Input for this task START

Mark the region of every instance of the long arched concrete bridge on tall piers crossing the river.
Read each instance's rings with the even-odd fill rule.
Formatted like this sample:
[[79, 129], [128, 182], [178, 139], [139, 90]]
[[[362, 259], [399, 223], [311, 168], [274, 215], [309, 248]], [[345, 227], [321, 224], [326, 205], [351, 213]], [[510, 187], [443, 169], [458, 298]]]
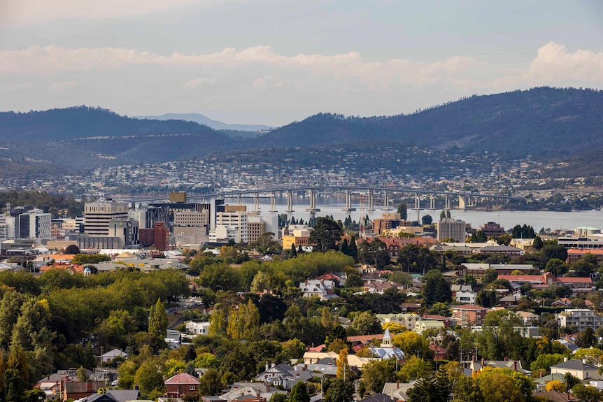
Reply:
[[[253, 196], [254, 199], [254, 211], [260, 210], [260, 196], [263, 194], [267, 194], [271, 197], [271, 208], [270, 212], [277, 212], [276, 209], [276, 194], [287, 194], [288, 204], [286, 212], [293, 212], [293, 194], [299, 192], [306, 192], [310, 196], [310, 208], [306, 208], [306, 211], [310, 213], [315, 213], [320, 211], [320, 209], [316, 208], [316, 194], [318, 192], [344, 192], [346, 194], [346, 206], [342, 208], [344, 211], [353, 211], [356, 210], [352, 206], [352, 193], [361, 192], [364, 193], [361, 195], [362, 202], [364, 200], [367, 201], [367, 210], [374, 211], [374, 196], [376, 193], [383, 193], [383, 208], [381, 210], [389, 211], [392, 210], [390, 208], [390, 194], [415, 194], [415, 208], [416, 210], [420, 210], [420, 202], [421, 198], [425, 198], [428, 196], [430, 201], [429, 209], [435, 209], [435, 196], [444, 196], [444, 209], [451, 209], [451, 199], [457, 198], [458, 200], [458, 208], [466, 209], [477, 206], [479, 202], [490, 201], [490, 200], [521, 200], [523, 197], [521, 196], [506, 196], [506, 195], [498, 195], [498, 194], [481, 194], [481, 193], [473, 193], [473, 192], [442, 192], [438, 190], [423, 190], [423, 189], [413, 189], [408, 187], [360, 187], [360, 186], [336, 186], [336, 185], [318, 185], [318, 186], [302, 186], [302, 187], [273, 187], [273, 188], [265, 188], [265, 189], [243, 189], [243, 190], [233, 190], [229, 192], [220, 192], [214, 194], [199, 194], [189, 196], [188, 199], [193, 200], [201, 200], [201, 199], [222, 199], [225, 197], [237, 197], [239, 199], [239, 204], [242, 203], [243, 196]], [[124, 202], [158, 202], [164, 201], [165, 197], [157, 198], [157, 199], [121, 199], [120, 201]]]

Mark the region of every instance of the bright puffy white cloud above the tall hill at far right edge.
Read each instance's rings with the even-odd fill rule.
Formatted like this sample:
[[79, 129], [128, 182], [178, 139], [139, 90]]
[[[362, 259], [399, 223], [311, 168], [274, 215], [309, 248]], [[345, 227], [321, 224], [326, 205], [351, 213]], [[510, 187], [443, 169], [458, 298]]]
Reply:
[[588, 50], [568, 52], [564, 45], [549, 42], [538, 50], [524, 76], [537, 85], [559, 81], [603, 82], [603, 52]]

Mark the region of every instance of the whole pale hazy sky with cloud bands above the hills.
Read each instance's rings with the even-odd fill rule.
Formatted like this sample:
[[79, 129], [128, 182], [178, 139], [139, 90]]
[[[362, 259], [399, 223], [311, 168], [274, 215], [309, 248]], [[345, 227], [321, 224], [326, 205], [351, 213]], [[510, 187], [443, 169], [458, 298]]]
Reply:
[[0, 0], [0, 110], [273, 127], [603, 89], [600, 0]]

Input for this task END
Input for this task START

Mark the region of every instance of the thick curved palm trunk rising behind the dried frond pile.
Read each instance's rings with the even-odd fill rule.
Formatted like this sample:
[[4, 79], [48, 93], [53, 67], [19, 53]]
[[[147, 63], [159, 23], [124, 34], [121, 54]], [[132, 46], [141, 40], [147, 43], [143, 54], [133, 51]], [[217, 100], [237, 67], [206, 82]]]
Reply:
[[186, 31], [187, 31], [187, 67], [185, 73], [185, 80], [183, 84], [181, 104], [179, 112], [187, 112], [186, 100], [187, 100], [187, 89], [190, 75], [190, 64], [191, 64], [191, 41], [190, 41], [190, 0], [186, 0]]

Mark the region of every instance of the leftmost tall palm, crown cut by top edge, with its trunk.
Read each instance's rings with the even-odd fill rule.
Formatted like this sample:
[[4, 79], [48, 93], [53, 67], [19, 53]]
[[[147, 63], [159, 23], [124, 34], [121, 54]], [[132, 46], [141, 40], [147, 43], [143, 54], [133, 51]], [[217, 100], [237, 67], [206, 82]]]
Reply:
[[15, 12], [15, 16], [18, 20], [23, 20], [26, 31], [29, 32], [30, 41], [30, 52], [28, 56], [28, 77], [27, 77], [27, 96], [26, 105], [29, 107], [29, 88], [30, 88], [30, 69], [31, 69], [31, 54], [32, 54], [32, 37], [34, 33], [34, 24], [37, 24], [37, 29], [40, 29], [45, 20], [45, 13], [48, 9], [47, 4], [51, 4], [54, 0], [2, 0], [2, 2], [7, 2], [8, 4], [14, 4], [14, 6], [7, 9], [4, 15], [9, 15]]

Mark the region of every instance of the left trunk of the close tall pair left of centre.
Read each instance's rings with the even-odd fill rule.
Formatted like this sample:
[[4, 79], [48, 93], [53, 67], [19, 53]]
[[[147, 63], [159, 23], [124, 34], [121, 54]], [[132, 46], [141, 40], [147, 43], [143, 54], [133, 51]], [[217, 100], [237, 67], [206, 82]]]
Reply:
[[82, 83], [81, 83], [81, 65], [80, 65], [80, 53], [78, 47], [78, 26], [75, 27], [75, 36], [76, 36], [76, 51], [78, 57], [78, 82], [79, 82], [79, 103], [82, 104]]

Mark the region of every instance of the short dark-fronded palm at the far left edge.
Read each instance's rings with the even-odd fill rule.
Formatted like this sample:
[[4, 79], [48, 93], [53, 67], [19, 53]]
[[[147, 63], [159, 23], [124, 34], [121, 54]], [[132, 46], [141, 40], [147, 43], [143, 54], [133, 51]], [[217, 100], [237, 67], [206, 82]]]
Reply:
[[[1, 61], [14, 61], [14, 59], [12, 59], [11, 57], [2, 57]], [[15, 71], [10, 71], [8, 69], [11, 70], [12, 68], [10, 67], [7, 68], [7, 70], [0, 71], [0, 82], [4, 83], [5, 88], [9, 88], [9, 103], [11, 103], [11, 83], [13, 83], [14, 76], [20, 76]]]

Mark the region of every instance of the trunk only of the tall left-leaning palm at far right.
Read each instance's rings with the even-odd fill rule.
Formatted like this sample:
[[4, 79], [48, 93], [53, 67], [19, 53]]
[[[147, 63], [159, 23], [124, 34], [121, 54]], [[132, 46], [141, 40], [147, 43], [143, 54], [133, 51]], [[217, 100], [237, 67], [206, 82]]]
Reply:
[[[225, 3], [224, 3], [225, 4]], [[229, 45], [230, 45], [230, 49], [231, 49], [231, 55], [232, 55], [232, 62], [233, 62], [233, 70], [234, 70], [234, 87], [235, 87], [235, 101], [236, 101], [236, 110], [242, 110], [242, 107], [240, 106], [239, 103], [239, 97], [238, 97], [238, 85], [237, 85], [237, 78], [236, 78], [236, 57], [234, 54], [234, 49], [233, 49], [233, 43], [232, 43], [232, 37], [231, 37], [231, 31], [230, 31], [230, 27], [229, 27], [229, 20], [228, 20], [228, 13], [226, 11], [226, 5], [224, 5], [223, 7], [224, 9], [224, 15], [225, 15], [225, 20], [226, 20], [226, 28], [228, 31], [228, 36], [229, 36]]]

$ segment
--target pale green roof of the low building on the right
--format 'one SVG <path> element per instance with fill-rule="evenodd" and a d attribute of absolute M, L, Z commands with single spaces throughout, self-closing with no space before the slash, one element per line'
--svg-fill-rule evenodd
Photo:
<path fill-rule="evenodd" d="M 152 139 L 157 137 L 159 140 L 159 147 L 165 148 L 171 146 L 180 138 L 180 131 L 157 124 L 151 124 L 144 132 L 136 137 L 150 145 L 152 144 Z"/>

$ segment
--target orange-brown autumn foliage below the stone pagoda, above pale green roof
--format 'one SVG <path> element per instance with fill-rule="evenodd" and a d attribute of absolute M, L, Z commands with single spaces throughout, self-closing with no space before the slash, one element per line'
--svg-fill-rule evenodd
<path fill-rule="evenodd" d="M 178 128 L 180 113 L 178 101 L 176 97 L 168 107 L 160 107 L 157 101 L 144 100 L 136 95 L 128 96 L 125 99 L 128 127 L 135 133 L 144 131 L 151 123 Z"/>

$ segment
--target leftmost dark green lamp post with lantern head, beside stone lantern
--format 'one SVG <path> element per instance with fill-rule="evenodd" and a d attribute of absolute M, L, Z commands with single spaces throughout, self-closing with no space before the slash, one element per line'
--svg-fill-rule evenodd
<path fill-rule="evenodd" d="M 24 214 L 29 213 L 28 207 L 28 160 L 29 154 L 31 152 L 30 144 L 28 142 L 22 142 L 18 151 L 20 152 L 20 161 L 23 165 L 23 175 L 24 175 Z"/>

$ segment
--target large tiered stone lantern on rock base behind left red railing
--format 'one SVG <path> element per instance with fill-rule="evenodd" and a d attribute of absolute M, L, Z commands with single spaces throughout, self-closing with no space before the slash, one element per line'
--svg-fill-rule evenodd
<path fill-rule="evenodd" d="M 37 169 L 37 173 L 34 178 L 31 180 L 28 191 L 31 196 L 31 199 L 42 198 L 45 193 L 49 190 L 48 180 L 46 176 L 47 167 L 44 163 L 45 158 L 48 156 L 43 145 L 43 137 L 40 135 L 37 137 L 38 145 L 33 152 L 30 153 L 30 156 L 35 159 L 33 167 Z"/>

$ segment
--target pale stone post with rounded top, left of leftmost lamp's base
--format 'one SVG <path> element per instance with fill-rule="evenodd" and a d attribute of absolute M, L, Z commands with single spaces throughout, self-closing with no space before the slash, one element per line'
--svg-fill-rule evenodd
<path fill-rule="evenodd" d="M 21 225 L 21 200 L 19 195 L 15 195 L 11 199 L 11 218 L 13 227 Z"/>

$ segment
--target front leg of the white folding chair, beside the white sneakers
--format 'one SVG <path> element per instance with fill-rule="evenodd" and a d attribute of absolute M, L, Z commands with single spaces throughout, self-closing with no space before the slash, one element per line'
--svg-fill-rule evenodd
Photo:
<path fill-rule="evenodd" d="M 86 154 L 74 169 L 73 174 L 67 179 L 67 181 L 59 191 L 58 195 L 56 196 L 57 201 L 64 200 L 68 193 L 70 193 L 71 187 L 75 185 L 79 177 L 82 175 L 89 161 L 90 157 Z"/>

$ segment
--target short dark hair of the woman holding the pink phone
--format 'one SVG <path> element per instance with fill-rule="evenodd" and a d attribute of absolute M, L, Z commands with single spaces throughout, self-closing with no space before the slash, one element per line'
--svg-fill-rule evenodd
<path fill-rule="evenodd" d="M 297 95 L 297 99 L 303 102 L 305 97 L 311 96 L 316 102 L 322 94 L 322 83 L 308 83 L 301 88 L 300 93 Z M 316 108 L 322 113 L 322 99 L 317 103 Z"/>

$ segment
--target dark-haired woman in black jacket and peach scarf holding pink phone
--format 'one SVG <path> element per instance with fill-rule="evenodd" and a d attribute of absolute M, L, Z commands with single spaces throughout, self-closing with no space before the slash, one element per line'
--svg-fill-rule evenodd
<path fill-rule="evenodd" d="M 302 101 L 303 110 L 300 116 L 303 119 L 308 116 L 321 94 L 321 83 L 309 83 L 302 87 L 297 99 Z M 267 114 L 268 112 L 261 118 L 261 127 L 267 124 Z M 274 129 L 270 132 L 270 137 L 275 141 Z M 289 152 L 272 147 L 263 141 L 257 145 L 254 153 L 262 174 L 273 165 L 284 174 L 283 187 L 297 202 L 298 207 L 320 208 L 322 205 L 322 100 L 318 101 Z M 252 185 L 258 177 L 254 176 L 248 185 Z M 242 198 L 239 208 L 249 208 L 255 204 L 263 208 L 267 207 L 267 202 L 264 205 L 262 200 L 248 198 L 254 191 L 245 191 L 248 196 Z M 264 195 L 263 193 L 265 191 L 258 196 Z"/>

Input for this task END
Input for this task START

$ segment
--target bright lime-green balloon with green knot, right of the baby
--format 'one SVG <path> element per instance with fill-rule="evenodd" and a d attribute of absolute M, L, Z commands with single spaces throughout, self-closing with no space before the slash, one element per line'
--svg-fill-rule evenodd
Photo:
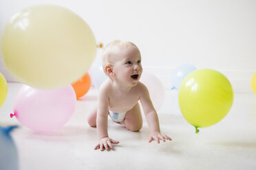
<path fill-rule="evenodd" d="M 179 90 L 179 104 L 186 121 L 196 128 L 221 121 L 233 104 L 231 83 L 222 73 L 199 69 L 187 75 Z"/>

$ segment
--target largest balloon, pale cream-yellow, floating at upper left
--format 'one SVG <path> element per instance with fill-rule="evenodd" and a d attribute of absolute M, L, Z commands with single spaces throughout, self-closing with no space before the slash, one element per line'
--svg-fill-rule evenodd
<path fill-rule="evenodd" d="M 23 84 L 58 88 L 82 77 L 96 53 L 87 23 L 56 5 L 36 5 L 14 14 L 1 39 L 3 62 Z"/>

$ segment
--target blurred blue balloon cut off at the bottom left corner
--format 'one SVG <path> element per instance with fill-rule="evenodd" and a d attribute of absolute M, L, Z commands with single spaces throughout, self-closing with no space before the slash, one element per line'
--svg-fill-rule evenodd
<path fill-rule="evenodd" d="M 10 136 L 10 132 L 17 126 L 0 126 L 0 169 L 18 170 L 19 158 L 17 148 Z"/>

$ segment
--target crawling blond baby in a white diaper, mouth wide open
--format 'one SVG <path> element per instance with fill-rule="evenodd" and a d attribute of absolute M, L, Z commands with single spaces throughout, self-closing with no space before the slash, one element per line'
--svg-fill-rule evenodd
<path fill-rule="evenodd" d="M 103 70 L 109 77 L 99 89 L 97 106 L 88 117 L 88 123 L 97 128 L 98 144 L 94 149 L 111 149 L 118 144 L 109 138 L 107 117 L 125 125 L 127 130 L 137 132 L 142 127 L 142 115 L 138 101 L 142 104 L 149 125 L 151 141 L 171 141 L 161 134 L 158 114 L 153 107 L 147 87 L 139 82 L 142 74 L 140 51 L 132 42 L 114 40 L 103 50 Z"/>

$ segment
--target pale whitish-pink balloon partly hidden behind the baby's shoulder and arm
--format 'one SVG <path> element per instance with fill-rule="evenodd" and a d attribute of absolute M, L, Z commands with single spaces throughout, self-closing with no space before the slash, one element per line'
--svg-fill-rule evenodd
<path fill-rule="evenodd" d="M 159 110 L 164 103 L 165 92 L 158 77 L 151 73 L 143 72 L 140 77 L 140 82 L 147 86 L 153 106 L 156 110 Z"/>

Input for this task END

> About this task
Your answer should be each line from the preceding material in which the word "pale" occurs.

> Your response
Mark the region of every instance of the whole pale hazy sky with cloud bands above the hills.
--target pale green roof of the low building on the right
--target orange-brown autumn foliage below the stone pagoda, above pale green roof
--target pale stone post with rounded top, left of leftmost lamp's base
--target largest balloon, pale cream-yellow, floating at upper left
--target pale whitish-pink balloon partly hidden behind the baby's shoulder and arm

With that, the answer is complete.